**Source document**
__________

Quote:
|
Originally Posted by Alan Anderson
I can immediately think of three reasons not to.
1. It's easier to replace a Victor if you don't have to recalibrate afterwards.
|
Recaliberting only takes 20 seconds, it seems easy enough to me, or am I forgetting something that makes it more complicated? It's one more thing to remember, but even forgetting wouldn't be catastophic. Or would it? I should preface this by saying that I've never really used a bot that had a great deal of autonoums programming going on, so I'm finding my self very much in the dark on an issue I thought I understood.
Quote:
|
Originally Posted by Alan Anderson
2. Sometimes the joystick value isn't directly coupled to the motor output (i.e., one-stick control, or a holonomic drivebase).
|
How is calibrating with a one joystick controller any diffrent then with a 2 stick system? It still seems to yields the same benifits, or am I missing something, again? I understand the point that sometimes the joystick and motor output arn't coupled and there is no benifit to calibrateing the victors then. But I thought that even in a one stick drive, the two still were coupled even though it was fed through software.

__________

**Records shown**
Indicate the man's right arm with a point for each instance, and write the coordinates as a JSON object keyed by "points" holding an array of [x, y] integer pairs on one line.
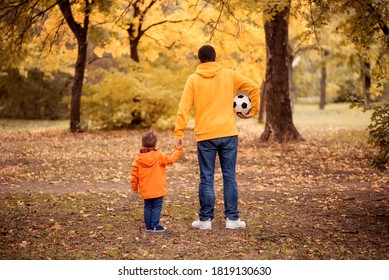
{"points": [[184, 108]]}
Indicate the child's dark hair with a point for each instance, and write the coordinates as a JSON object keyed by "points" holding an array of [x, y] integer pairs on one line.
{"points": [[149, 140], [206, 54]]}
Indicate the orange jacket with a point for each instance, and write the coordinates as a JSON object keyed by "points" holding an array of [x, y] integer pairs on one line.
{"points": [[148, 172]]}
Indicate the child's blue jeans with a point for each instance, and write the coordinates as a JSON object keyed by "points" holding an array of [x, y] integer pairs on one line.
{"points": [[152, 212], [227, 149]]}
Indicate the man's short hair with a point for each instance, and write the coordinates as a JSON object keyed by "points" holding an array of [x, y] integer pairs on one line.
{"points": [[149, 140], [206, 54]]}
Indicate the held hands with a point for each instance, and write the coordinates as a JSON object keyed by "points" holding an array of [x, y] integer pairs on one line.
{"points": [[178, 144]]}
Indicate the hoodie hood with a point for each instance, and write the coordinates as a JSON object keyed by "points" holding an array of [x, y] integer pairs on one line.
{"points": [[147, 159], [208, 69]]}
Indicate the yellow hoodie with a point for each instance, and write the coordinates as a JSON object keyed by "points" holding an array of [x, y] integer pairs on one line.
{"points": [[211, 91]]}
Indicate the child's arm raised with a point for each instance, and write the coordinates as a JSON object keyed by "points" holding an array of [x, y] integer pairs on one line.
{"points": [[134, 177], [177, 153]]}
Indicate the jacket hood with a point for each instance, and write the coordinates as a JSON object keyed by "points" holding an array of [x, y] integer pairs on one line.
{"points": [[208, 69], [147, 159]]}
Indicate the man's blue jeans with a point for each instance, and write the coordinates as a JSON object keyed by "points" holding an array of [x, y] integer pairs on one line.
{"points": [[227, 150], [152, 212]]}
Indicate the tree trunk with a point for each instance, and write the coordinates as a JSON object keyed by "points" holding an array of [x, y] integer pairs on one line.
{"points": [[366, 82], [279, 125], [134, 43], [290, 75], [80, 32], [75, 103], [262, 112], [323, 82]]}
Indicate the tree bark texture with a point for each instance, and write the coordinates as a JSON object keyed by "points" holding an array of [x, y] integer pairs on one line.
{"points": [[279, 125]]}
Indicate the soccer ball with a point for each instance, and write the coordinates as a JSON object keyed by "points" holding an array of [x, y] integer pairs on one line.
{"points": [[242, 104]]}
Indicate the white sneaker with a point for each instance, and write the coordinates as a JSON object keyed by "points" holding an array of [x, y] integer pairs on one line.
{"points": [[230, 224], [202, 224]]}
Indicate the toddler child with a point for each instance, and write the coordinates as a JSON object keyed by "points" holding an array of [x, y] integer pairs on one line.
{"points": [[148, 177]]}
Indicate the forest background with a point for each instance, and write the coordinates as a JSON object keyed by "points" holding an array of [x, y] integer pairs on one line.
{"points": [[138, 55]]}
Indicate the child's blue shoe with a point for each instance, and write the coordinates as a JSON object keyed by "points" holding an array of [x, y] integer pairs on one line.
{"points": [[157, 229]]}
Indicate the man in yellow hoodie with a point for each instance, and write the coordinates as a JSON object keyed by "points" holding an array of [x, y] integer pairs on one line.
{"points": [[210, 91]]}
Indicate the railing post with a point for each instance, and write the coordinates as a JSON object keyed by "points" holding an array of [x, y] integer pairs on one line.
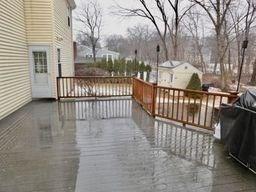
{"points": [[234, 97], [133, 82], [58, 88], [154, 99]]}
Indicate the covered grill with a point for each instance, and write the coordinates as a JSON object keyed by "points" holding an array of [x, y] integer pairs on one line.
{"points": [[238, 129]]}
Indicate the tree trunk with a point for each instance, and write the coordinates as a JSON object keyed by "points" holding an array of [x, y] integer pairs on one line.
{"points": [[253, 78], [94, 53], [166, 54], [221, 63]]}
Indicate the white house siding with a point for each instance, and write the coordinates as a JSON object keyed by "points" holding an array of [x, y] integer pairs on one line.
{"points": [[183, 74], [15, 89], [39, 21], [63, 38]]}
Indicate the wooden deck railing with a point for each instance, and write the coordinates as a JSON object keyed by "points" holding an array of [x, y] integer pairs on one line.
{"points": [[196, 108], [82, 87]]}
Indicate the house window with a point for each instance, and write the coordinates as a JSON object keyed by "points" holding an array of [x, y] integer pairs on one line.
{"points": [[171, 78], [110, 57], [69, 21], [40, 61], [58, 52]]}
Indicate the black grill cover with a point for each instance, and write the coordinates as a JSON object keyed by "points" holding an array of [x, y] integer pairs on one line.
{"points": [[238, 128]]}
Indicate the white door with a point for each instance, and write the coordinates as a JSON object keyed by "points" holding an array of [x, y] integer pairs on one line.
{"points": [[40, 71]]}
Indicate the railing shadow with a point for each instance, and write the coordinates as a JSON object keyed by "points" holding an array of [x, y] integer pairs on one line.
{"points": [[95, 109], [176, 140]]}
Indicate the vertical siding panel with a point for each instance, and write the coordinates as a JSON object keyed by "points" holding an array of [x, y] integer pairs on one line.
{"points": [[15, 89]]}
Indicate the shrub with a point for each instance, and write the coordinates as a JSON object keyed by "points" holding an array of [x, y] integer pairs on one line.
{"points": [[194, 84]]}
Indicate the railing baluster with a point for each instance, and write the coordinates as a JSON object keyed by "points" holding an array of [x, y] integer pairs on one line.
{"points": [[213, 107], [206, 110]]}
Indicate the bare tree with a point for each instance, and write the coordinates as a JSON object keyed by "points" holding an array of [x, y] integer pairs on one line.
{"points": [[145, 11], [90, 15], [169, 20], [217, 11], [193, 26], [174, 27]]}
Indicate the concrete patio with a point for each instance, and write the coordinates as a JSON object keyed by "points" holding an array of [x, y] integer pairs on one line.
{"points": [[110, 146]]}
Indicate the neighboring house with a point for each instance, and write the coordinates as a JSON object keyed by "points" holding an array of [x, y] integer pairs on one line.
{"points": [[176, 74], [35, 35], [84, 55]]}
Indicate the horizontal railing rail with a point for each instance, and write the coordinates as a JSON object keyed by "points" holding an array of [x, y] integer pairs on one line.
{"points": [[189, 107], [82, 87]]}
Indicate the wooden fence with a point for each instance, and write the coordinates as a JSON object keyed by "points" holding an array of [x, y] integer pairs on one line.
{"points": [[82, 87], [196, 108]]}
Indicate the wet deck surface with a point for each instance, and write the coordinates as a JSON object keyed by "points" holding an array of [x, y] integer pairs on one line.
{"points": [[110, 146]]}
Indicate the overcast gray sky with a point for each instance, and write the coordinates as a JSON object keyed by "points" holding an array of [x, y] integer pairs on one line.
{"points": [[112, 24]]}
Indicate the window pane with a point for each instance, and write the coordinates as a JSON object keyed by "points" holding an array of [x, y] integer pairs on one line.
{"points": [[40, 61]]}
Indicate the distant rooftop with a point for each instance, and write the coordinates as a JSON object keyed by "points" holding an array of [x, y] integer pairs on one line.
{"points": [[173, 64]]}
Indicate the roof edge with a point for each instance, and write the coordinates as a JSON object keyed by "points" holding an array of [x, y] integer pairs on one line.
{"points": [[72, 4]]}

__________

**Tasks to complete**
1) Answer these from the forum post on Victor calibration:
(a) According to the first quoted reason, what is easier when you don't have to recalibrate afterwards?
(b) How long does the poster say recalibrating takes?
(c) What two cases does the second quoted reason give where the joystick value isn't directly coupled to the motor output?
2) Please carry the forum post on Victor calibration forward, writing the part that comes after its final sentence.

**Responses for each task**
1)
(a) Replacing a Victor.
(b) 20 seconds.
(c) One-stick control and a holonomic drivebase.

2)
Quote:
|
Originally Posted by Alan Anderson
3. Autonomous control is seriously impaired if the Victors aren't consistent.
The only compelling reason I see for calibrating a Victor to a specific joystick is if your program is simply copying the input value to the output. For a basic robot under complete manual control, that is perfectly appropriate. As soon as the program gets at all fancy, however, it becomes important to separate the input calibrations from the output calibrations.
|
Well. You are right. I hadn't really considered that it would impair autonomous control that much, since I had just assumed that the program would be reading some sort of sensor feedback and make up the speed outputs on the fly. In that situation, it wouldn't matter what the victor calibration is, correct? Different calibrations are only an issue if the victors are being fed the numbers right from the controllers memory, correct?
Is there anyway that you could calibrate a victor, and have the program 'listen' in so that it could too could be calibrated and remember how the victor is scaling the input, and then use that its (the program) self? Would knowing exactly how much the victor is scaling the numbers help autonomous programming at all? I don't think I'm making my self very clear with this, but does anyone get it?
So, I spoke to soon. There
are reasons not to calibrate. Don't I feel sheepish?
-Andy A.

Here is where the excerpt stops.